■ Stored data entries
-- Opening Marker --

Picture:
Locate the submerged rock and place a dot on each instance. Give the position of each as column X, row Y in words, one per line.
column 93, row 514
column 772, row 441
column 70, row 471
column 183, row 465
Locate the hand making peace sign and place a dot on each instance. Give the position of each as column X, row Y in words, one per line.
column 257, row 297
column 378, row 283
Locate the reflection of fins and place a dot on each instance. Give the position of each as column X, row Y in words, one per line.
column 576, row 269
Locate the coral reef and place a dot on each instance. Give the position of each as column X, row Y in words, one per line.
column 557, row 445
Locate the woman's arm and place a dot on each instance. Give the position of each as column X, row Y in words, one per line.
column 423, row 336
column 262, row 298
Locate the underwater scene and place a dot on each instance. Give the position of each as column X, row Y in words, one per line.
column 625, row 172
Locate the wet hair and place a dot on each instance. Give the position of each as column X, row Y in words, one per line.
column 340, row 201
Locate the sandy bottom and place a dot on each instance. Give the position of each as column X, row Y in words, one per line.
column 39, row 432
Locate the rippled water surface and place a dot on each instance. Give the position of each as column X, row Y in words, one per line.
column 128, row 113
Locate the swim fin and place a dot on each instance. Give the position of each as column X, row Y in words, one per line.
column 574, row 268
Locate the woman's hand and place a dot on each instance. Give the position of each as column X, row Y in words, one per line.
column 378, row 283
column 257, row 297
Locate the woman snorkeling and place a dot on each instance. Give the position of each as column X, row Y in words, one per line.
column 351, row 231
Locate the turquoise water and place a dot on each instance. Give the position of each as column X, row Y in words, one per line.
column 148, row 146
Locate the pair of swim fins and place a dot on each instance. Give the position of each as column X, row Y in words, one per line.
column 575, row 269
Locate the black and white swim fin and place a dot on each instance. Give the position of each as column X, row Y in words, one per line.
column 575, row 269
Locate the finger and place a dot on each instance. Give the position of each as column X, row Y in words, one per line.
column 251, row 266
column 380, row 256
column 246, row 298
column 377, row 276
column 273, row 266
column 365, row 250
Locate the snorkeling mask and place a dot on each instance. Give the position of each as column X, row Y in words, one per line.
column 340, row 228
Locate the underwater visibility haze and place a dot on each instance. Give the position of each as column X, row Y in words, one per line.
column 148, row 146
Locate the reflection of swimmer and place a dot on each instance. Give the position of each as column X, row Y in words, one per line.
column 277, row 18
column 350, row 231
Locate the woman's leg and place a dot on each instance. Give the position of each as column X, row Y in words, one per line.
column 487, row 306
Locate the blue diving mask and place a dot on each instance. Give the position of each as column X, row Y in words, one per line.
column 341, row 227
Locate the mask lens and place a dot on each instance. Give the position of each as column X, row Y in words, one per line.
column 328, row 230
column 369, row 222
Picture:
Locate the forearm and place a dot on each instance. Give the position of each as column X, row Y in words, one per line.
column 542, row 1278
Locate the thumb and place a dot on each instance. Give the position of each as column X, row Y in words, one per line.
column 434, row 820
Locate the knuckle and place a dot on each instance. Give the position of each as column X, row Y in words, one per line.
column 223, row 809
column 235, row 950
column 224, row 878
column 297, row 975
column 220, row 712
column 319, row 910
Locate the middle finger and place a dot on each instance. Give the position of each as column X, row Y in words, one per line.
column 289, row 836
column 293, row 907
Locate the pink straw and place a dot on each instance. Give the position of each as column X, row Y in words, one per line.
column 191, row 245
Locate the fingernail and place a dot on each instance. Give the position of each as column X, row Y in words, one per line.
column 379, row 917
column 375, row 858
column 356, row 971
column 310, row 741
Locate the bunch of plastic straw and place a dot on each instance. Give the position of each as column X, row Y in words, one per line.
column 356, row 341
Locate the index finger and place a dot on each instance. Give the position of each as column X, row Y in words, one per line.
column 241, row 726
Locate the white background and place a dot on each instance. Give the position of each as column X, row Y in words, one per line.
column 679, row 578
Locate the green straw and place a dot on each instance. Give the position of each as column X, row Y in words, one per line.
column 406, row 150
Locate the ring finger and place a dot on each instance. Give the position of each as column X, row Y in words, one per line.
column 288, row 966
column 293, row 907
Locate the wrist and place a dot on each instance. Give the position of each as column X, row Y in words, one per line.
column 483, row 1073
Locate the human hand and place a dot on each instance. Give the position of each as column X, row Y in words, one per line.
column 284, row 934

-- Closing Marker --
-- Opening Marker --

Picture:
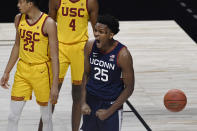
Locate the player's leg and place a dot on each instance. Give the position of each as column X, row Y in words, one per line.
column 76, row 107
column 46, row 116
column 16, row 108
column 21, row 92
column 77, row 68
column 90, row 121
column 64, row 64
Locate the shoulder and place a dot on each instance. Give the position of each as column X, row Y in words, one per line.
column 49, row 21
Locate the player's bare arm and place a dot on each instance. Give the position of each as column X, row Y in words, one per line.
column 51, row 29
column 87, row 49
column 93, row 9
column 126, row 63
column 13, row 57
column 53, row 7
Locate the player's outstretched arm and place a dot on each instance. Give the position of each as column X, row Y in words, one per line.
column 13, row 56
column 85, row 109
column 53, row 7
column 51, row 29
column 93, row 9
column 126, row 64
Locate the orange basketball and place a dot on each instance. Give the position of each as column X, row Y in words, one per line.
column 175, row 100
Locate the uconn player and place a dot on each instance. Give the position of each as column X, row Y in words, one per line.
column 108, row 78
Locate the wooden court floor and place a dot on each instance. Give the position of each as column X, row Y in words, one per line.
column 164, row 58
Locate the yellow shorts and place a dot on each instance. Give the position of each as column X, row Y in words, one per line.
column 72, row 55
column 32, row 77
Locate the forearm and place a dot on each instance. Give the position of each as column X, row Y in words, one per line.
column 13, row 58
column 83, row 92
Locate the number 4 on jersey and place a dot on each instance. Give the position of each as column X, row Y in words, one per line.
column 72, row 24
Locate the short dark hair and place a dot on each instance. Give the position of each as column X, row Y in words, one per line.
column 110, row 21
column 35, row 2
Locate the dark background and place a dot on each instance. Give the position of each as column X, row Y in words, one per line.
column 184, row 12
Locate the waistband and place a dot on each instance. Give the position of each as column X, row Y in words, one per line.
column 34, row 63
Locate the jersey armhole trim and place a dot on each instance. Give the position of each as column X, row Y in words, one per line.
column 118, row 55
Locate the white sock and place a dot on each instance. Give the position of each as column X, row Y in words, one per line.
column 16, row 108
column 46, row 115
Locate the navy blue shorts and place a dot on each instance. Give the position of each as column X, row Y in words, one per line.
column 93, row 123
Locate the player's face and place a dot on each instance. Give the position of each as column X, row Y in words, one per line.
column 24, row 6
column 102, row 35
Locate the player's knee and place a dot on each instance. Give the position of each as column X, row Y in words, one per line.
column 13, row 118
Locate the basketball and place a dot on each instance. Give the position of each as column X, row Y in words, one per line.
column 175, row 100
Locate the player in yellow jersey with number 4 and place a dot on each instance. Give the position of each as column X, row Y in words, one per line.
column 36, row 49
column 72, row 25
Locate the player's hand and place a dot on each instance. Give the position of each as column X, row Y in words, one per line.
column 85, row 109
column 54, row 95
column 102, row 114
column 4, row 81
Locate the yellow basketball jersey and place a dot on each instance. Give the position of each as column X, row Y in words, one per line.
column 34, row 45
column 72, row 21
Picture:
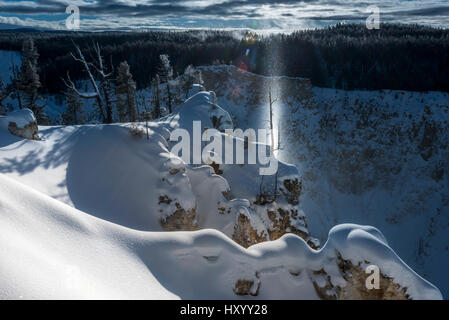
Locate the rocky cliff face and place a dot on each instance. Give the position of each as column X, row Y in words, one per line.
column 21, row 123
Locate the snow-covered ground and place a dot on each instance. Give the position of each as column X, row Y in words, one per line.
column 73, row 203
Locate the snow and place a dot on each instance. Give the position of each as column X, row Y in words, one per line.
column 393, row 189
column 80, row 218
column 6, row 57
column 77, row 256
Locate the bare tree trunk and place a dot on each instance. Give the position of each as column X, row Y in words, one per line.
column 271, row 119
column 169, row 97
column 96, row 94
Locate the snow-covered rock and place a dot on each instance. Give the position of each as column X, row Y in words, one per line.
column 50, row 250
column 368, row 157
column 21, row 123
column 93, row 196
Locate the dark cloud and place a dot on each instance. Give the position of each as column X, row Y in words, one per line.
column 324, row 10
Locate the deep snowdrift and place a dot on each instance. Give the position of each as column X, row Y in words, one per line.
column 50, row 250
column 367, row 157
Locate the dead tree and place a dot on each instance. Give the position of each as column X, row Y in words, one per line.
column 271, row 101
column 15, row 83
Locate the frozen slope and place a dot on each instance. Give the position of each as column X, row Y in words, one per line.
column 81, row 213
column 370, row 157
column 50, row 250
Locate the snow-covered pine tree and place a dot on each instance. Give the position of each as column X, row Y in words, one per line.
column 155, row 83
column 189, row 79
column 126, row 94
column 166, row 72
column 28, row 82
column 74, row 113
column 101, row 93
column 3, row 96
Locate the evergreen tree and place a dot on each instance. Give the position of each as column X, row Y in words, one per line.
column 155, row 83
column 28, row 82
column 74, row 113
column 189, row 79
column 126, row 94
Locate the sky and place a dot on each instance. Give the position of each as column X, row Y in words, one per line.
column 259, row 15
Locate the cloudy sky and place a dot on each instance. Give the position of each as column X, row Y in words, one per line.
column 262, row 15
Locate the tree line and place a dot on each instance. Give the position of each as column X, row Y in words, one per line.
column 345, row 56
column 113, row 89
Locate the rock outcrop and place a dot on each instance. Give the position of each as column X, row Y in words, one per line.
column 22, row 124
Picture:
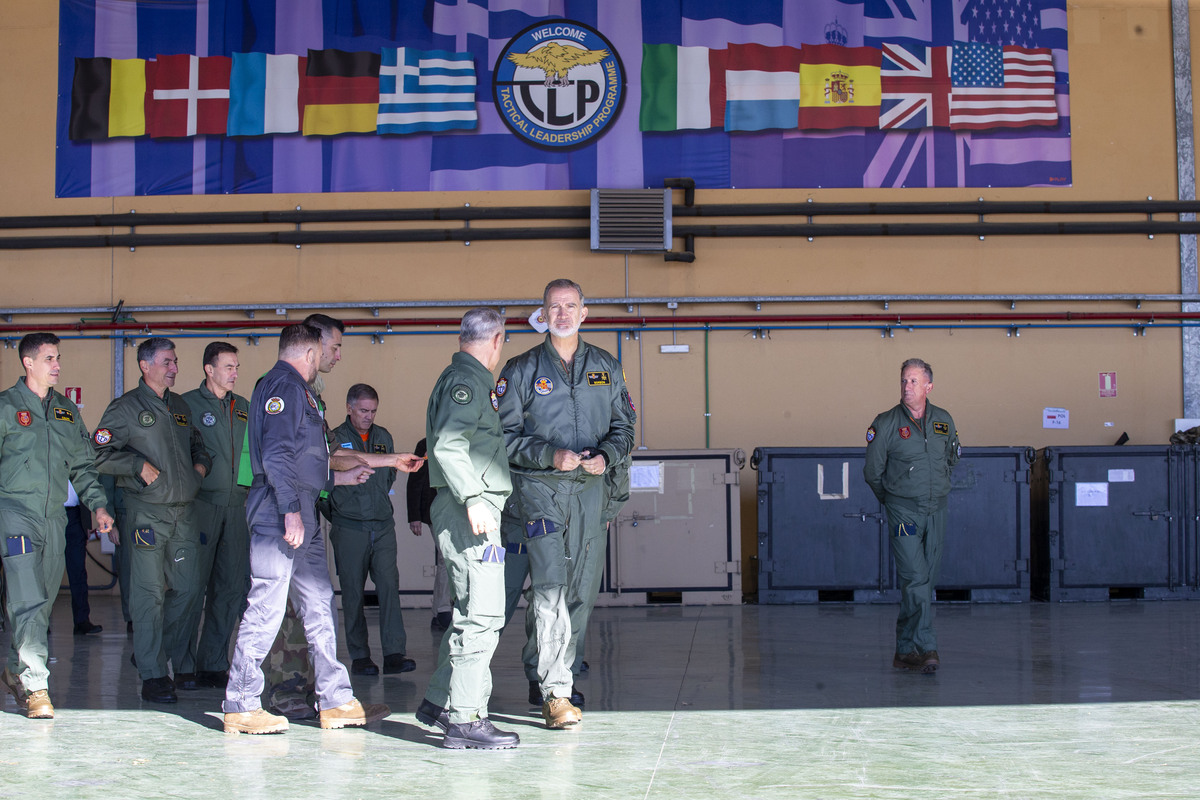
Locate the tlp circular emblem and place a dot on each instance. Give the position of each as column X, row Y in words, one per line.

-- Closing Marker --

■ ABOUT THIS EXERCISE
Transcribe, word for word, the stretch of lines in the data above from the one with "Locate the tree" through the one with "Locate the tlp"; omit all pictures.

■ TASK ANSWER
Locate the tree line and place a dot on each instance. Give the position of each as column X, row Y in words, one per line.
column 345, row 56
column 113, row 89
Locate the rock outcrop and place a dot on each instance. Give the position of each as column X, row Y in words, one per line.
column 22, row 124
Picture:
Locate the tlp circular emblem and place a dot on each instance. Give the position of each as column X, row Y in words, one per line.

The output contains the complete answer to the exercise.